Can you write the next part of the passage on the 5 Ps of this pandemic, picking up after its final sentence?

- **Excerpted text**
□ □ □ □
5 Ps of this pandemic

I’ve identified the 5 Ps of this pandemic. These are in order of priority. To me, unquestioningly, Profit is the main driver, and I think one could argue that environmentally, that is what drives business and an environment is a far down second, but Profit is driving it. Politics is another. Power is another. Patents are another. We have those 4 Ps as the main drivers of this pandemic, and we could argue about putting those in the right order. 

I think unquestioningly, we have to accept that Public Health comes a long way down in those 5 Ps and if you doubt that, then I ask you, “How often have you heard public health people talking about prevention?”.

Prevention is the key to immune function

Prevention building immune function, which has been the main focus, a major focus of this podcast with so many of my guests and more recently, Professor Ian Brighthope, where he talked about the C, D, Zinc Protocol, which is using Vitamin C, Vitamin D, and Zinc as a preventive measure. 

How often have you heard from public health figures or the media about early intervention? Soon, as you test positive, what do you do? As soon as you develop symptoms, what do you do? We hear nothing about that.
□ □ □ □
- **Image-grounded pointing rows**
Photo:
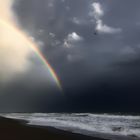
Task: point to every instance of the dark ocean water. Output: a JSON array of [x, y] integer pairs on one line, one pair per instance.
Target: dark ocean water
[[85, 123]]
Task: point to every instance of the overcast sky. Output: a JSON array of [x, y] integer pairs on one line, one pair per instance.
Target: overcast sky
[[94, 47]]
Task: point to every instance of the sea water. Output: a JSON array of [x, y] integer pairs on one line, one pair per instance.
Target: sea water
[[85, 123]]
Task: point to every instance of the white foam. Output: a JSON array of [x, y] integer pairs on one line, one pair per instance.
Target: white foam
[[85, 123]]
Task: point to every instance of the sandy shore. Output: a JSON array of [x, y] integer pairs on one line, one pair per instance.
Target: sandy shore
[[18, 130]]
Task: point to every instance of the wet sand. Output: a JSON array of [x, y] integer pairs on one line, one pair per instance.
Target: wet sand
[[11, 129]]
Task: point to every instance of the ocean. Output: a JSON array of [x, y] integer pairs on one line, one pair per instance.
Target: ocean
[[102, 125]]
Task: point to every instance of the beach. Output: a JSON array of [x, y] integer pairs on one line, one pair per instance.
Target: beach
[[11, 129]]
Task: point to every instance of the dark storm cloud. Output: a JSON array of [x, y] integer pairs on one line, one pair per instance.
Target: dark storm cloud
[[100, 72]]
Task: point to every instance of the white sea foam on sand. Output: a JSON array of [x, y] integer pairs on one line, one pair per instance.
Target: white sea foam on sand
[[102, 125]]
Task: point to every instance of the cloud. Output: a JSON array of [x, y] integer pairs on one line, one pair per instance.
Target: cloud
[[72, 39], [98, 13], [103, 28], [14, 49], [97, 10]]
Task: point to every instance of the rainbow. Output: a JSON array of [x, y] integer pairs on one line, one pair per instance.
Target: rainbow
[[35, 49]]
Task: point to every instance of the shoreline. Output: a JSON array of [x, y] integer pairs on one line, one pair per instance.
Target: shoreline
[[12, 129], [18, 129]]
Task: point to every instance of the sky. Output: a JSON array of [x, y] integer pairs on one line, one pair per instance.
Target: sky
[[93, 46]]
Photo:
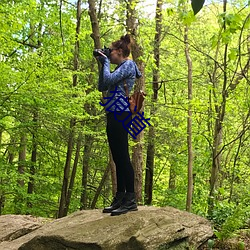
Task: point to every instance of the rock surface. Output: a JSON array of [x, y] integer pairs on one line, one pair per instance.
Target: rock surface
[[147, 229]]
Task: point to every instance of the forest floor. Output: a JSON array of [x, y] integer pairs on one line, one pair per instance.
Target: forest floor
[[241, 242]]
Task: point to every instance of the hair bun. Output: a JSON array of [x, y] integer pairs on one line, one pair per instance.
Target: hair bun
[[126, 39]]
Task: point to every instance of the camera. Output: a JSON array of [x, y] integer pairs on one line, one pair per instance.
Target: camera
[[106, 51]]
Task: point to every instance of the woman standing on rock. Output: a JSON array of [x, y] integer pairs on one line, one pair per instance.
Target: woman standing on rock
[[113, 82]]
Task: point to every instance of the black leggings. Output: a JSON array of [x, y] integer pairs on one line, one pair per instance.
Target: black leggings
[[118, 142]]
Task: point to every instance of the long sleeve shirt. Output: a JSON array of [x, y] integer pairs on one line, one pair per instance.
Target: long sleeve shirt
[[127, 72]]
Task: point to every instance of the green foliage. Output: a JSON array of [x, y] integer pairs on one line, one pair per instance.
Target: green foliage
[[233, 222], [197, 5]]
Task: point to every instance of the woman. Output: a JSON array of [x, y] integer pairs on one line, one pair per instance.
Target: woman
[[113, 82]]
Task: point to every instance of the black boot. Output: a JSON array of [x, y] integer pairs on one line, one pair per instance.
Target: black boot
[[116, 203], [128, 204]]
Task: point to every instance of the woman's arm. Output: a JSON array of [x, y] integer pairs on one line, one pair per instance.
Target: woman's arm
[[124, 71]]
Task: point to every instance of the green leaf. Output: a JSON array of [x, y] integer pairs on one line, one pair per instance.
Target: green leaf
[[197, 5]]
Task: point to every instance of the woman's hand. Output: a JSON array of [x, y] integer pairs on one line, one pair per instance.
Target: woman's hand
□ □ □ □
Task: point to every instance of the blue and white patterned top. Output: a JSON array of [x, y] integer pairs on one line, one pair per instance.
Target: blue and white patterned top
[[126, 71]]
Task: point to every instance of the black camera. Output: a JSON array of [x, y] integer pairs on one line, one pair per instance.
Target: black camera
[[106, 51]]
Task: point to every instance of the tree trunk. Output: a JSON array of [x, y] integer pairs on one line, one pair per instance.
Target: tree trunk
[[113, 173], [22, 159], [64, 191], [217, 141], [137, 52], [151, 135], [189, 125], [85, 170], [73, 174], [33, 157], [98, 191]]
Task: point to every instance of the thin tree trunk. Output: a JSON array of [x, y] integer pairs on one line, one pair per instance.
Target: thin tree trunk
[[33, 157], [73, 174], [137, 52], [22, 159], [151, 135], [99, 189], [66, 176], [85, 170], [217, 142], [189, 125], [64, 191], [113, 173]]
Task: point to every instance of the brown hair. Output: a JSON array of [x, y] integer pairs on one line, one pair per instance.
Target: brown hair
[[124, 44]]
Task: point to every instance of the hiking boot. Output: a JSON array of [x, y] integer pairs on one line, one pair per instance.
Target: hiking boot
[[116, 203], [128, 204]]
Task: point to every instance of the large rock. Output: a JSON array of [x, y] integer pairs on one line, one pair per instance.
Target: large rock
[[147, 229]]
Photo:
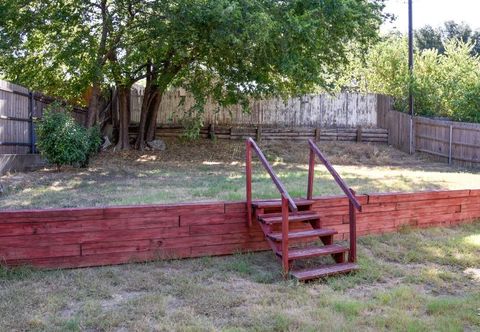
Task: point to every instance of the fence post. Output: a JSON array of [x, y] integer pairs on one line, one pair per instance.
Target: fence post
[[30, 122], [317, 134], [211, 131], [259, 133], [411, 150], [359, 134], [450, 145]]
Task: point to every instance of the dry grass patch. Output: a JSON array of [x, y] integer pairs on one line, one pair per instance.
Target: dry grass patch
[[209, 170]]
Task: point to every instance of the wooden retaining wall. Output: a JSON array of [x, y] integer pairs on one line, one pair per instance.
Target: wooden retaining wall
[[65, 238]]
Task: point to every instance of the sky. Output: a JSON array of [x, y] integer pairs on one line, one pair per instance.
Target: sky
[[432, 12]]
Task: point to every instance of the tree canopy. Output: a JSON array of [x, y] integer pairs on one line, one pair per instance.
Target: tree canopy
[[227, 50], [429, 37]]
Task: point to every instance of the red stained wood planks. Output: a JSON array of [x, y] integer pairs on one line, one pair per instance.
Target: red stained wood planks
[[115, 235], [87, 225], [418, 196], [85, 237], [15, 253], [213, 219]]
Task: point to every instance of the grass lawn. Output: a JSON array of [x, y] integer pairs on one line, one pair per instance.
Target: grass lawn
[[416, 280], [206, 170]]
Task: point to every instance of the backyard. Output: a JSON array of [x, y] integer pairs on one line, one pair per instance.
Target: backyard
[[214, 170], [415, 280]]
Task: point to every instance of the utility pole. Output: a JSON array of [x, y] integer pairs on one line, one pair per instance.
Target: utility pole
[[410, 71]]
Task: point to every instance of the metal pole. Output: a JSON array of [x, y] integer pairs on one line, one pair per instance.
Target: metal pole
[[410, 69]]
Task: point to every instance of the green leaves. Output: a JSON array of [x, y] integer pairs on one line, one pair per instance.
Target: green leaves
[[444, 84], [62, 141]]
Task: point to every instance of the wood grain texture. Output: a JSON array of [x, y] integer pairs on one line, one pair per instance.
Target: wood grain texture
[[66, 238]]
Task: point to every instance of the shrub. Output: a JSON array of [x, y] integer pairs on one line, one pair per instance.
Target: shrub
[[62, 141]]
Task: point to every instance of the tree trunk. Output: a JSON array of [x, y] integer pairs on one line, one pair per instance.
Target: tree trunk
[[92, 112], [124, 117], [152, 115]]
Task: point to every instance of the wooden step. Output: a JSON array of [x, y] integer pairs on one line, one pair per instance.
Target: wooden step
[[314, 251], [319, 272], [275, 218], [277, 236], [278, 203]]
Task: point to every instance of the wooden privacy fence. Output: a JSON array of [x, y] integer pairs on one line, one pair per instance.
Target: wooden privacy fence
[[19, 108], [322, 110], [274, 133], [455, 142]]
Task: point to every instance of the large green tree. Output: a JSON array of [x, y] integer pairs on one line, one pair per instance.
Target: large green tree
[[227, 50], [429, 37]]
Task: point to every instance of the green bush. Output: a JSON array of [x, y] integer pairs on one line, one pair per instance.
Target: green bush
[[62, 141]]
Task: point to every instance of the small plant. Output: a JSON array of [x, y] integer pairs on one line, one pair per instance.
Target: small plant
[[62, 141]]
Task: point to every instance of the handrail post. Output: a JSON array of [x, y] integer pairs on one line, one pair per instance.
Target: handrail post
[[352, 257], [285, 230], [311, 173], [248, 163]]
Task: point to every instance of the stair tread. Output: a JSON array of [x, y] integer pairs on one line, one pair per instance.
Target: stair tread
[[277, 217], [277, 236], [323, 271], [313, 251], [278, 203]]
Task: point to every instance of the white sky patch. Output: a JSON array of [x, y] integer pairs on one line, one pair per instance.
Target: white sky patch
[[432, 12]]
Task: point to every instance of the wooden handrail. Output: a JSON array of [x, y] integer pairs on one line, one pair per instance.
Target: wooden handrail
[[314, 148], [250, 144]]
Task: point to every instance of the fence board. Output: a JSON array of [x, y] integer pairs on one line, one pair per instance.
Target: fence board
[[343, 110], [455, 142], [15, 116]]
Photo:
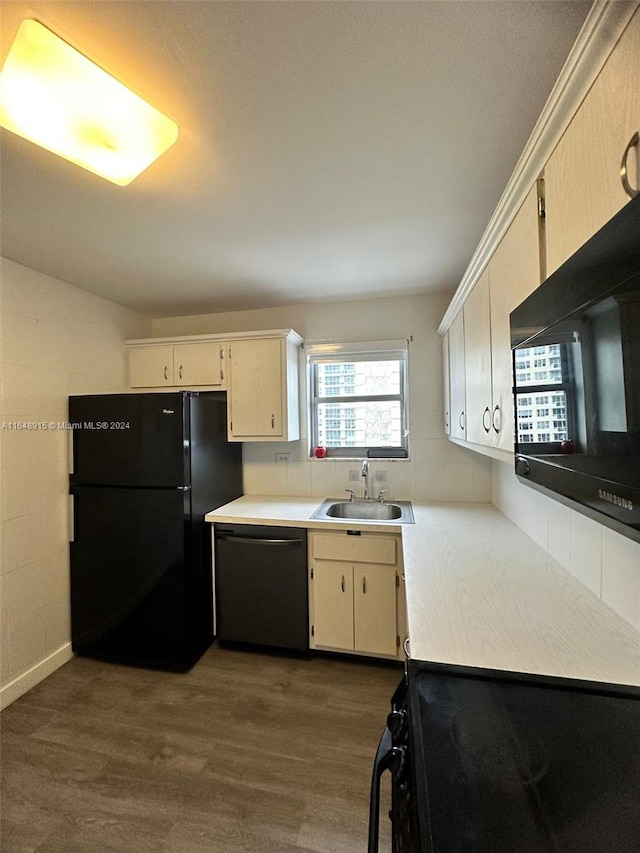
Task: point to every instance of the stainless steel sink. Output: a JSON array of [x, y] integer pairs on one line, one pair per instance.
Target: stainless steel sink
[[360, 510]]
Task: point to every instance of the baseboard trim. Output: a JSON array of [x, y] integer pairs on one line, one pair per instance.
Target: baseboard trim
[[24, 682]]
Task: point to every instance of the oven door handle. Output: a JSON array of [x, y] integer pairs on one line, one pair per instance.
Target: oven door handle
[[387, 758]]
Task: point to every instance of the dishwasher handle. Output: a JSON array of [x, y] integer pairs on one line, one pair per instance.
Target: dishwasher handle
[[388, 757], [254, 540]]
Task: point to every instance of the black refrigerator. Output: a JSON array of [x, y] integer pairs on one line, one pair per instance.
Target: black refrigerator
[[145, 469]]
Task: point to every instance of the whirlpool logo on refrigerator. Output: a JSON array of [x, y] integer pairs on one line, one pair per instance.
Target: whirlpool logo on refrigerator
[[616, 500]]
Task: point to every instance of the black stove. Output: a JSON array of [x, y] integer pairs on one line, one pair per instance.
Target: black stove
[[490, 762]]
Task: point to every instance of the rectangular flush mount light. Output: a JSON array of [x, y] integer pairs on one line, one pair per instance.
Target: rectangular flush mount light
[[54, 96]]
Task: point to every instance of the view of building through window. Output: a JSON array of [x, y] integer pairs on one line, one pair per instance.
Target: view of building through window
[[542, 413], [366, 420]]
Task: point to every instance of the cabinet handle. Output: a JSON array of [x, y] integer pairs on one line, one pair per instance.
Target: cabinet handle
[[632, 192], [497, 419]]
□ □ □ □
- **Task answer**
We hear about social isolation. We hear about masks. We hear about vaccinations and I think they all have a place. There’s no question about that. Although I do, I am concerned about the experimental nature of these new vaccines. 

This is not an argument about vaccinations or not. It’s an argument about experimental technology being used. We’ve explored that as well but I come back to what Chris has been talking about and what so many of my guests have been talking about and I referenced Allan Savory.

Five cycles that are central to regenerative agriculture

Another wonderful guest that I’ve had is Charlie Massy (Charles Massy), the author of The Call of the Reed Warbler, and he identifies five cycles that are central to regenerative agriculture. The Solar Cycle, which is putting plants on the ground to capture and solar energy and put carbon into the soil. The Water Cycle, when you make more organic matter in the soil, the water is absorbed into the soil. 

He also talks about the soil minerals cycle, and this comes back to what nutrient-dense foods are all about and why we need to engage with this topic because seemingly cheap foods look good. But do they have the essential nutrients, the 50 or 60 elements from the periodic table that we require, in our foods to make us healthy? And for that, we need a healthy microbiome in the soil, and that’s the third cycle, the Soil Minerals Cycle.

The fourth cycle is Biodiversity. We need biodiversity and that is true of the environment, it is true of the gut microbiome, it is true of the oral microbiome, it is true of the soil microbiome. The more biodiverse, the more diverse those microbiomes are, the more resilient you and the soil and the planet will be.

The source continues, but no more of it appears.